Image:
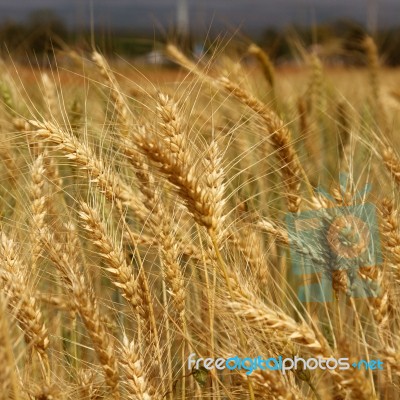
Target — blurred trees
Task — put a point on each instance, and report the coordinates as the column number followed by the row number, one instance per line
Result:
column 45, row 31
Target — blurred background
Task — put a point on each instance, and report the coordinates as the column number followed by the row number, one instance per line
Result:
column 137, row 29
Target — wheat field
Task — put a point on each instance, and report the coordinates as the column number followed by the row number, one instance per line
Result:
column 143, row 220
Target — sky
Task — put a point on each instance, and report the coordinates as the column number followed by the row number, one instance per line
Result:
column 250, row 15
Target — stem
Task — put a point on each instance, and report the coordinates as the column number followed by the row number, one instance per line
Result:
column 222, row 265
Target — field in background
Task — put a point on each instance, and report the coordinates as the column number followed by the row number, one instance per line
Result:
column 142, row 216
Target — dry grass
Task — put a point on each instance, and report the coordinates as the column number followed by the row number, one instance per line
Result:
column 142, row 222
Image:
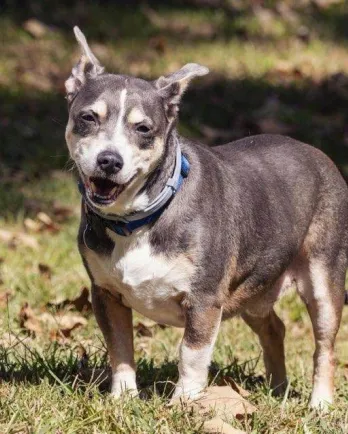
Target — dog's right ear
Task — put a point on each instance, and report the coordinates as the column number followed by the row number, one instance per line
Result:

--- PROBLEM ---
Exactly the lines above from the one that contains "Target — dry grass" down to the one that contains "Target — dog's right ear" are to be output, both ends kept and pictures omitted.

--- RESULT ---
Target — dry grass
Task — put a point on each instance, and report the coordinates as the column number followed by the row number, one instance per line
Result:
column 142, row 222
Image:
Target — dog's right ear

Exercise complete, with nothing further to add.